> [EXERCISE DETAILS]:
Copy out the data below character for character, from the line containing "Please inspect the image and mark the steel" down to the line containing "[520,223,545,255]", with both of those lines included.

> [TASK MATERIAL]:
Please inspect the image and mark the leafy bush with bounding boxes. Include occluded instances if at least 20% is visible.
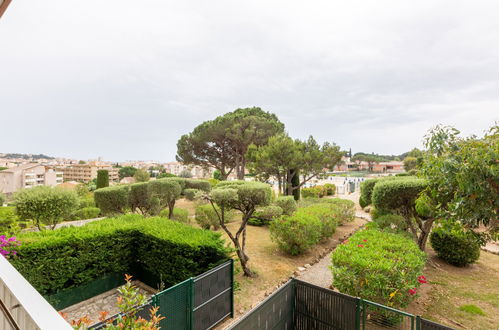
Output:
[269,213,322,255]
[0,206,18,235]
[159,207,189,223]
[430,221,480,267]
[184,188,199,201]
[374,214,407,233]
[331,226,426,308]
[195,204,234,230]
[324,183,336,196]
[301,186,326,198]
[96,170,109,189]
[323,198,355,225]
[14,186,78,229]
[94,185,130,215]
[10,214,227,295]
[248,205,284,226]
[274,196,297,215]
[74,207,100,220]
[294,203,338,240]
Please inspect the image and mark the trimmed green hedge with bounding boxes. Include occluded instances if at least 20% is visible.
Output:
[331,224,426,308]
[430,221,480,267]
[10,214,228,295]
[94,185,130,215]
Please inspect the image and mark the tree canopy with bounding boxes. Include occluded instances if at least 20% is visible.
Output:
[176,107,284,180]
[247,134,344,195]
[420,124,499,231]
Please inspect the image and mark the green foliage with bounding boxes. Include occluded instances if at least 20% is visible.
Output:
[213,170,222,181]
[374,214,408,233]
[178,169,192,179]
[420,124,499,230]
[74,207,100,220]
[324,183,336,196]
[176,107,284,180]
[128,182,152,214]
[372,177,427,212]
[248,205,284,226]
[94,185,130,215]
[14,186,78,229]
[196,204,234,230]
[183,188,199,201]
[0,206,19,235]
[430,221,480,267]
[269,212,322,255]
[11,214,227,295]
[459,305,485,316]
[331,229,426,308]
[118,166,137,180]
[159,207,190,223]
[294,203,338,240]
[133,168,151,182]
[96,170,109,189]
[274,196,297,215]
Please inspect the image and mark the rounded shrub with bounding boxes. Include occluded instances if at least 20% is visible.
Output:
[159,207,189,223]
[430,221,480,267]
[374,214,407,233]
[183,188,199,201]
[94,184,129,215]
[269,213,322,255]
[274,196,297,215]
[331,226,426,308]
[248,205,284,226]
[74,207,100,220]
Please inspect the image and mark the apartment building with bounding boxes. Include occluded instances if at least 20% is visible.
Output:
[163,162,213,179]
[0,164,63,194]
[61,162,120,182]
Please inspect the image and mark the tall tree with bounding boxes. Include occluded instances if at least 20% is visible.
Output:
[176,107,284,180]
[247,134,344,195]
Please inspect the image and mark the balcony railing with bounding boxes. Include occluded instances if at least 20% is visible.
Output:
[0,256,72,330]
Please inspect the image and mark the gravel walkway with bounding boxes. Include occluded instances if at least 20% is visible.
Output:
[296,193,371,288]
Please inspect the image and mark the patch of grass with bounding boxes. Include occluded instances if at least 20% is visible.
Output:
[459,305,485,315]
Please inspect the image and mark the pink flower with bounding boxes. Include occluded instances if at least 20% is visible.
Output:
[418,275,428,283]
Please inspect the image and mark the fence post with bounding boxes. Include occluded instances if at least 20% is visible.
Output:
[355,298,362,330]
[187,277,194,330]
[230,258,234,318]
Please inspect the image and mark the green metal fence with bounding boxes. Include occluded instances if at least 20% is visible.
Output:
[152,259,234,330]
[229,279,452,330]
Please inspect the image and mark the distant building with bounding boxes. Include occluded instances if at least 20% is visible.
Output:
[163,162,213,179]
[0,164,63,194]
[61,162,120,182]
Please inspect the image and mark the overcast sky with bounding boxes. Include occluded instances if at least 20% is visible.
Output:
[0,0,499,161]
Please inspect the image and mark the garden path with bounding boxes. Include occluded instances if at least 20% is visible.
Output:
[296,192,371,288]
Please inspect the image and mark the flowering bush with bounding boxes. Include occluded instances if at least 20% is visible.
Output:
[0,235,21,258]
[61,274,164,330]
[331,226,426,308]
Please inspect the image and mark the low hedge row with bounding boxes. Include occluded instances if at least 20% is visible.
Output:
[331,224,426,308]
[269,198,355,255]
[10,215,228,295]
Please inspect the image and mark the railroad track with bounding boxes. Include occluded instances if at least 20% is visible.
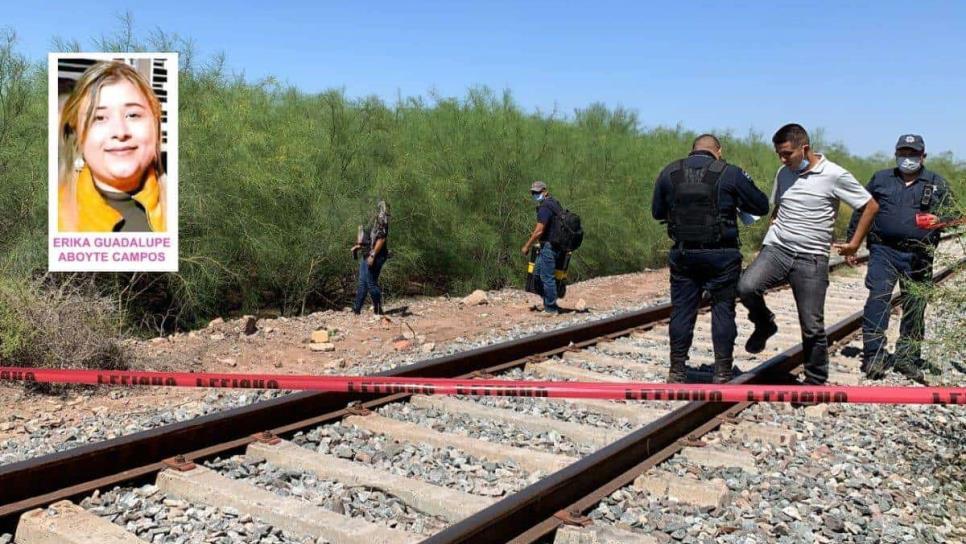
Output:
[0,239,961,544]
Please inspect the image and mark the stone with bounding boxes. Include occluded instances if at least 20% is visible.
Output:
[242,315,258,336]
[805,404,829,421]
[460,289,490,306]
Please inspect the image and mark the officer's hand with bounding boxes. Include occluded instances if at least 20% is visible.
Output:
[916,213,939,229]
[832,242,859,257]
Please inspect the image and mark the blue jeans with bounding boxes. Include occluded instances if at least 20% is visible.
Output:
[668,249,741,361]
[352,254,386,313]
[862,244,933,364]
[534,242,557,310]
[738,245,828,384]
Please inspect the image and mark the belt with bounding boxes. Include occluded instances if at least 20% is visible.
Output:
[674,240,738,249]
[872,238,935,253]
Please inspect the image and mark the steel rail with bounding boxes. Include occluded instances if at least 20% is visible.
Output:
[0,238,956,531]
[422,259,966,544]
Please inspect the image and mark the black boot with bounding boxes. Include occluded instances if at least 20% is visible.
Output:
[745,318,778,353]
[863,350,895,380]
[712,357,734,383]
[667,357,688,383]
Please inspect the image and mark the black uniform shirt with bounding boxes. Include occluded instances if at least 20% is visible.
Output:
[848,167,952,244]
[651,151,768,241]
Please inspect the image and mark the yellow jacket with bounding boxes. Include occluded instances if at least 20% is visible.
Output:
[57,166,165,232]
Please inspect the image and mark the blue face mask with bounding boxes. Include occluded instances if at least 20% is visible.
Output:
[896,157,922,174]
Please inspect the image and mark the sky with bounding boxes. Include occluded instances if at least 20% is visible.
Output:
[7,0,966,159]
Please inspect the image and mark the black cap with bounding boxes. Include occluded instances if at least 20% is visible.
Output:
[896,134,926,153]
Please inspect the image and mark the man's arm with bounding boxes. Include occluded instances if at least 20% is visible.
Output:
[735,168,769,216]
[832,170,879,257]
[845,174,878,240]
[832,196,879,257]
[651,172,671,221]
[366,238,386,266]
[520,223,545,255]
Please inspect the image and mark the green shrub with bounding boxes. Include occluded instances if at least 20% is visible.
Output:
[0,24,966,329]
[0,279,127,369]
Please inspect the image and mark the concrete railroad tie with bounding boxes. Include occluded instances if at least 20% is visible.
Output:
[157,466,422,544]
[410,395,627,448]
[247,440,495,522]
[15,501,144,544]
[344,414,577,474]
[553,525,657,544]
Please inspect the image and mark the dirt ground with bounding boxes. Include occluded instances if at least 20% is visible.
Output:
[0,269,668,440]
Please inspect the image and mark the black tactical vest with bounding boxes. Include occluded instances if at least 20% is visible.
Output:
[667,159,728,245]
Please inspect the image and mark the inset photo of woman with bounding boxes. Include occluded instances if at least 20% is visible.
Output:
[48,53,178,270]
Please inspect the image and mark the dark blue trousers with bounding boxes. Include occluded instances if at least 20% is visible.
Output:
[352,254,386,313]
[862,244,933,364]
[668,249,741,361]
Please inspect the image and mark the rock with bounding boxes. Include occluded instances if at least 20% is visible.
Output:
[242,315,258,336]
[782,506,802,521]
[805,404,828,421]
[460,289,490,306]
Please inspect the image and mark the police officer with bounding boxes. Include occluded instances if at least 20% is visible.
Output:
[651,134,768,383]
[849,134,952,382]
[351,200,389,315]
[520,181,563,315]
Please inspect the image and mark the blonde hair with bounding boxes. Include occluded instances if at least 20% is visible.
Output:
[57,60,165,230]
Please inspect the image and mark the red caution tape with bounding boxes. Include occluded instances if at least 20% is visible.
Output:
[0,367,966,404]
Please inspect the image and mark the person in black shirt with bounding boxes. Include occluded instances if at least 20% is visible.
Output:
[651,134,768,383]
[849,134,953,382]
[351,200,389,315]
[521,181,563,314]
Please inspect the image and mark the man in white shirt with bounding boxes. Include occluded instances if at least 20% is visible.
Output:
[738,124,879,385]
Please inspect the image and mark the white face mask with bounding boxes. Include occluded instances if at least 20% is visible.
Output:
[896,157,922,174]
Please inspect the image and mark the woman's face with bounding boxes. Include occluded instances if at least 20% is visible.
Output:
[81,79,158,192]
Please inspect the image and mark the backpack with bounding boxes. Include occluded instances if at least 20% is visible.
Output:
[547,198,584,252]
[667,159,728,244]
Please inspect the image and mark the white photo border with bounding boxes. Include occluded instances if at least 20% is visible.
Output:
[47,52,179,272]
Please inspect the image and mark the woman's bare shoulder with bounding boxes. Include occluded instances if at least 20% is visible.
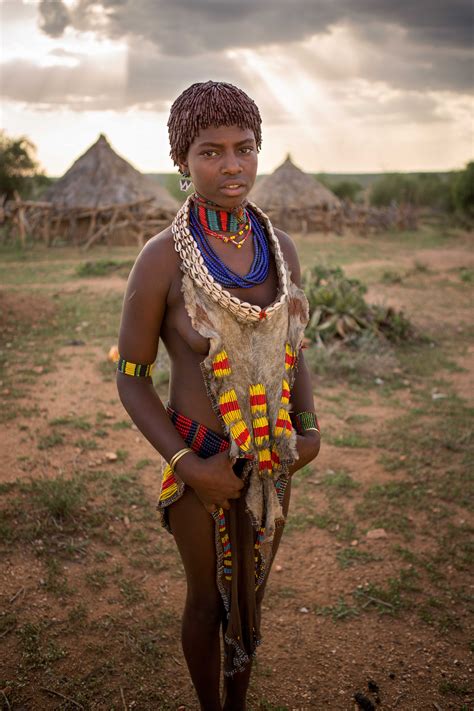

> [SOLUTION FOR THIS EXERCISE]:
Please inspect the image and mark the steel rail with bounding boxes. Include occluded instances if at least 20% is visible.
Output:
[0,238,956,531]
[422,259,966,544]
Please inspect the image and mark the black boot with bounding boxes. Include occluded instances if at least 20% is visible.
Output:
[745,318,778,353]
[863,350,895,380]
[712,357,734,383]
[667,357,688,383]
Please inspect the image and mark the black uniform shirt with bounding boxes. Include occluded instances if at least 20% is visible.
Output:
[848,167,952,244]
[651,151,768,241]
Please inspect the image and mark the yellow jacket with bounding boxes. Include occluded instances if at least 20% is visible.
Output:
[57,166,165,232]
Please inspect the image and mark the blue face mask with bounding boxes. Include occluded instances if at least 20% is visible.
Output:
[896,157,922,174]
Please inspect the image and mark the sky with bounding boxes. Include occluded instances if at least 20% is visible.
Output:
[7,0,966,159]
Please inspect the image and mark the black cap with bounding boxes. Include occluded instances if at least 20% is visible.
Output:
[896,134,926,153]
Please inspect the image and mark the man's arm with bounding boxes. Include occluded instances if at least 20% is visible.
Output:
[735,168,769,216]
[832,170,879,257]
[845,174,878,240]
[832,196,879,257]
[651,172,671,221]
[366,238,386,266]
[520,223,545,255]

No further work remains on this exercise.